Exercise aim
Everything in the records should be repeated exactly, down to the last character.

===== Dataset records =====

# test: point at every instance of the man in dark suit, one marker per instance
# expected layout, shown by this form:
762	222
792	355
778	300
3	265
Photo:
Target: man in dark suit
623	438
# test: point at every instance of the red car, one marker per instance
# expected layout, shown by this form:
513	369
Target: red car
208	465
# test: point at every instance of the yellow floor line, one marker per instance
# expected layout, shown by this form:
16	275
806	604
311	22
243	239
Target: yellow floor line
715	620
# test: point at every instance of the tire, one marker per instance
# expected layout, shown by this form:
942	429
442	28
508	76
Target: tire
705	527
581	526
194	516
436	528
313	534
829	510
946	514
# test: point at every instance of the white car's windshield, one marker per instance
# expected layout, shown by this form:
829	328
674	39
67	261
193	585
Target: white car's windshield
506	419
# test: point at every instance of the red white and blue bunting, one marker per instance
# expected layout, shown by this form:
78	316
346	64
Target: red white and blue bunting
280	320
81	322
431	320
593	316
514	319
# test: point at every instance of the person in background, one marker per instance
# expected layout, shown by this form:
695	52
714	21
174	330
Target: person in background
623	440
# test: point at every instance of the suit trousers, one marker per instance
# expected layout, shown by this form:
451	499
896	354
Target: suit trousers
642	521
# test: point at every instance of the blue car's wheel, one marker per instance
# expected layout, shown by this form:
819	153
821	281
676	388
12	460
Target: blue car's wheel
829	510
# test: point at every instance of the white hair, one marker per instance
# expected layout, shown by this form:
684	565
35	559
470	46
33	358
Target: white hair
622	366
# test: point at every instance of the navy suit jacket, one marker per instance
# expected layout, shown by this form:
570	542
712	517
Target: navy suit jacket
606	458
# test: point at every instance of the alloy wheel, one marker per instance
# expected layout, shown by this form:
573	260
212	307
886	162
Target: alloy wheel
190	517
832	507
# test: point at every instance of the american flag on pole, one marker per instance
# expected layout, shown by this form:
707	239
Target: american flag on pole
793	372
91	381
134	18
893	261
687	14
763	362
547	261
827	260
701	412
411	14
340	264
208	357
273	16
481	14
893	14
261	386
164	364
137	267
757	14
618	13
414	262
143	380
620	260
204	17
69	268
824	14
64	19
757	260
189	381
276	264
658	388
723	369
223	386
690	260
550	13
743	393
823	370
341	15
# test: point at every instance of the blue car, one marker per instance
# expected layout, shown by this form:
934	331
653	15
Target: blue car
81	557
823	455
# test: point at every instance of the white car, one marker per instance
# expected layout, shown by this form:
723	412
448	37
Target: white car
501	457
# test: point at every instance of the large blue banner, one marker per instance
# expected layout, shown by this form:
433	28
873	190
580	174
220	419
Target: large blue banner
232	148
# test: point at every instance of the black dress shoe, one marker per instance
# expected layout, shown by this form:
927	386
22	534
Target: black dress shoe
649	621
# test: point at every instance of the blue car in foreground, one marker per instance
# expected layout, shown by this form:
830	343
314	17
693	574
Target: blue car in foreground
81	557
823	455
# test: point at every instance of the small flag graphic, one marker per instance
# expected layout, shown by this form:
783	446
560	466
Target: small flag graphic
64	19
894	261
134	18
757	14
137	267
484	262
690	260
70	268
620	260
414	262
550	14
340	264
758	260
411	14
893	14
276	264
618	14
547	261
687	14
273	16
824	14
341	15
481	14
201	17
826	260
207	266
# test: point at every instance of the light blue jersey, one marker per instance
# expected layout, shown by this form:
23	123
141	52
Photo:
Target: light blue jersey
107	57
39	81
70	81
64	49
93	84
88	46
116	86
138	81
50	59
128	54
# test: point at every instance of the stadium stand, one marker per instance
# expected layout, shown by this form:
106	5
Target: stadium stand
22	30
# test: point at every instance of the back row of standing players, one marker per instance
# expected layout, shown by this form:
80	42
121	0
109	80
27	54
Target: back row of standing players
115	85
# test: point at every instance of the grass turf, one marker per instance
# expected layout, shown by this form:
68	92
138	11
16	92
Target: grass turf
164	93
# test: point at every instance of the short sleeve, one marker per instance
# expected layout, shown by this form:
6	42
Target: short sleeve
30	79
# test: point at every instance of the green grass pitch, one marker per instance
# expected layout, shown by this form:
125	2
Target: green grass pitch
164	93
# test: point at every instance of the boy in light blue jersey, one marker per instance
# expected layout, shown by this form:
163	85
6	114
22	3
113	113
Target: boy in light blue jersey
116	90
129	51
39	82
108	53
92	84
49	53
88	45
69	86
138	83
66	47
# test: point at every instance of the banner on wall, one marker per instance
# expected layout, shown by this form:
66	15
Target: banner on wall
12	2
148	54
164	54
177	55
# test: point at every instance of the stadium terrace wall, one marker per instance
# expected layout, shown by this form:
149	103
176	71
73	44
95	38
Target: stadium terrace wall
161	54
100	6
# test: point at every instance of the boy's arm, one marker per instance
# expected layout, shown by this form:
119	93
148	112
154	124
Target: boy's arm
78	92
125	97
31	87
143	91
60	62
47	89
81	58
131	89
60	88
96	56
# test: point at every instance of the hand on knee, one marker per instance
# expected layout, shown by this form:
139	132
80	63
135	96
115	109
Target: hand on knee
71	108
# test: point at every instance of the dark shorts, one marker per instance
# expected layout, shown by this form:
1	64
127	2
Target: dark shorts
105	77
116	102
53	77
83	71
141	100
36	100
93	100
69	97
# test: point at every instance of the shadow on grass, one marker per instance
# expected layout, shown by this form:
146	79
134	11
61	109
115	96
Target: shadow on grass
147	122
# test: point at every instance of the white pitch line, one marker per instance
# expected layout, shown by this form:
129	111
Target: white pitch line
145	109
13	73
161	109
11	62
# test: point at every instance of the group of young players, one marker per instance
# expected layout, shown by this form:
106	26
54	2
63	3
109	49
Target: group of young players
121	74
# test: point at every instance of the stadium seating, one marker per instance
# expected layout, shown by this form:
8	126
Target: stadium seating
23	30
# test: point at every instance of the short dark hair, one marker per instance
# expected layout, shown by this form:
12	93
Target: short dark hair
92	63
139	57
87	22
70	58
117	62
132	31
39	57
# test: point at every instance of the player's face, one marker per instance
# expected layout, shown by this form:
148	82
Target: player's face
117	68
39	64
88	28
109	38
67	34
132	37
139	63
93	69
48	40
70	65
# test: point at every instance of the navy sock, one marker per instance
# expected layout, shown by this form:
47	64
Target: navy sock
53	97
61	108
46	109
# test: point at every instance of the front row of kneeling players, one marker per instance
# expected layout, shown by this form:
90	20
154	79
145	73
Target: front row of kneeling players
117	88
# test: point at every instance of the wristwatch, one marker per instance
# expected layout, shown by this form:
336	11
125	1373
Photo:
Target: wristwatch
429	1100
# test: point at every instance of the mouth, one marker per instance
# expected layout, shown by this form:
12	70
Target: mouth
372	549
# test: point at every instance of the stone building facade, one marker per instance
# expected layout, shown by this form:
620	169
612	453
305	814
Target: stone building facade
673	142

=====

Exercise result
# test: point at every instance of the man in dark suit, one marker per instance
# expected layout, shown by this form:
762	222
792	355
778	300
3	265
Photo:
Target: man in dark suit
623	438
# test: point at every instance of the red car, one marker per instance
# expected layout, shown by this form:
513	369
Target: red car
208	465
# test: point at every instance of the yellow floor line, one marker per instance
# expected layout, shown by this form:
16	275
806	604
311	22
243	239
Target: yellow floor line
715	620
# test: point at every instance of the tire, one marker per instance
# expected layout, shown by this form:
942	429
442	28
508	76
Target: tire
705	527
581	526
194	516
436	528
313	534
829	510
946	514
# test: point at every instance of the white car's windshield, one marker per instance
# expected layout, shown by this form:
829	328
674	39
67	261
193	585
Target: white car's windshield
506	419
# test: point at every instance of the red white and blue bunting, one marker per instance
# expected layout, shown by this form:
78	316
346	64
Target: red white and blue bunting
280	320
81	322
431	320
593	316
514	319
# test: point at every instance of the person in background, one marker per instance
# expected layout, shown by this form:
695	52
714	21
174	330
Target: person in background
623	440
# test: point at every instance of the suit trousers, one marker per instance
# expected layout, shown by this form:
451	499
896	354
Target: suit trousers
642	521
# test: point at every instance of the blue car's wheel, one marker per instance
# expected layout, shown by this form:
819	153
821	281
676	388
12	460
Target: blue car's wheel
829	510
# test: point at every instance of the white hair, one marker per instance
# expected layout, shown by this form:
684	565
35	559
470	46
33	358
Target: white hair
622	366
# test: point at every instance of the navy suit jacket, one marker per instance
# expected layout, shown by this form:
570	542
712	517
Target: navy suit jacket
606	458
# test: point at every instance of the alloy wheel, one marker per instance
# expected layout, shown by this form:
573	260
212	307
886	162
Target: alloy wheel
190	517
832	507
# test: point at every instance of the american flag on pole, one marker per instance
# expected layout, shown by this form:
707	239
Target: american flag on pole
793	372
91	381
134	18
893	261
687	14
763	362
547	261
827	260
701	412
411	14
340	264
208	357
273	16
481	14
893	14
261	386
164	364
137	267
757	14
618	13
414	262
143	380
620	260
204	17
69	268
824	14
64	19
757	260
189	381
276	264
658	388
723	369
223	386
690	260
550	13
743	393
823	370
341	15
# test: point at every instance of the blue car, one marker per instance
# expected layout, shown by this form:
934	331
653	15
Target: blue car
81	557
823	455
# test: point at every instance of the white car, one marker per instance
# expected layout, shown by this form:
723	412
448	37
Target: white car
501	457
# test: point at every instance of the large blue banner, one marker per instance
# expected layout, shown by this form:
433	28
873	190
580	174
220	419
Target: large blue banner
232	148
# test: point at every instance of the black dress shoe, one marker per instance
# expected layout, shown by this form:
927	386
22	534
Target: black dress shoe
649	621
# test: point at every instance of the blue car in foreground, one marker per instance
# expected layout, shown by this form:
830	343
314	17
693	574
Target: blue car in foreground
81	557
823	455
# test: point at every instance of the small flag graphic, one marker per instance
# expected layout, shown by this form:
783	446
560	466
Target: small flag graphic
64	19
894	261
134	18
757	14
137	267
484	262
690	260
70	268
620	260
414	262
550	14
340	264
758	260
411	14
893	14
276	264
618	14
547	261
687	14
273	16
824	14
341	15
481	14
201	17
826	260
207	266
# test: point at every instance of the light blue jersey, one marker per instance
# expected layout, shown by this form:
23	123
141	52
Photo:
Target: light blue jersey
107	57
39	81
70	81
64	49
93	84
88	46
116	86
138	81
50	59
128	54
# test: point at every instance of the stadium stand, one marker per instance
# expected layout, shown by this form:
106	5
Target: stadium stand
22	30
# test: point at every instance of the back row of standing players, one marker per instance
# expected layout, shown by this form:
80	42
121	0
109	80
27	54
Target: back row of standing players
115	85
# test: point at every instance of the grass turf, one marker per instance
# expected layout, shown by this form:
68	92
138	11
16	92
Target: grass turf
164	93
# test: point at every instance of the short sleeve, one marker per instance
# expected layout, shown by this form:
6	42
Target: short sleeve
30	79
# test: point at every instance of the green grass pitch, one marker per instance
# expected layout, shown by this form:
125	2
Target: green grass pitch
164	93
# test: point at every instance of the boy in light blue jersey, one marker per instance
# expected layout, shown by this form:
163	85
6	114
22	3
113	113
Target: boy in light blue jersey
116	90
129	51
39	82
108	53
92	84
49	53
88	45
69	86
138	83
66	47
# test: point at every instance of the banner on wall, one marker per instance
# expected layout, shown by this form:
66	15
Target: banner on wall
12	2
148	54
164	54
177	55
# test: point at every instance of the stadium terrace wall, one marker per instance
# expected layout, shown by this form:
149	103
176	71
73	44
95	38
Target: stadium terrace wall
161	54
100	6
# test: point at every instance of the boy's arm, one marker per instance
# expected layout, shown by this form:
119	93
148	112
154	124
Target: boy's arm
78	92
125	97
31	87
143	91
60	62
47	89
81	58
131	89
60	88
96	56
# test: point at every instance of the hand on knee, one marker per instance
# expected layout, shown by this form:
139	132
80	63
135	96
115	109
Target: hand on knee
71	108
# test: point at every instance of the dark shorts, one marker per instance
# expected layout, shown by this form:
1	64
127	2
Target: dark shorts
105	77
116	102
53	77
83	71
141	100
36	100
93	100
69	97
# test: point at every instance of the shadow on grass, one marker per instance
# expected layout, shown by this form:
146	79
134	11
61	109
115	96
Target: shadow on grass
147	122
# test: point at every instance of the white pitch line, one marker per instance
# expected layout, shown by this form:
129	111
Target: white pitch line
145	109
13	73
161	109
11	62
# test: point at every instance of the group of young players, one marker per instance
# expected layout, shown by this form:
106	26
54	2
63	3
109	49
Target: group of young players
121	74
# test: point at every instance of the stadium seating, one marker per instance
# expected layout, shown by this form:
8	126
Target: stadium seating
23	30
# test: point at every instance of the short dark hair, one marker per instance
# expected layout, shown by this form:
12	93
Target: short dark hair
92	63
139	57
87	22
70	58
117	62
132	31
39	57
# test: point at every instance of the player's face, one marker per instance
# expected layout, shown by this form:
148	82
Target: player's face
117	68
39	64
88	28
109	38
67	34
132	37
139	63
93	69
48	40
70	65
# test: point at every instance of the navy sock, one marker per instance
# expected layout, shown by this form:
47	64
Target: navy sock
53	97
61	108
46	109
# test: point at every instance of the front row of kneeling players, one marker per instance
# expected layout, shown by this form:
90	20
154	79
145	73
Target: front row of kneeling players
117	88
# test: point at every instance of the wristwatch, one marker per instance
# expected layout, shown by this form:
336	11
125	1373
Photo:
Target: wristwatch
429	1100
# test: point at every instance of the mouth, one marker per instance
# expected layout, shown by this form:
12	70
Target: mouth
372	549
# test: point at every instance of the stone building facade, one marker per instance
# expected layout, shown by this form:
620	169
612	453
305	814
Target: stone building facade
673	142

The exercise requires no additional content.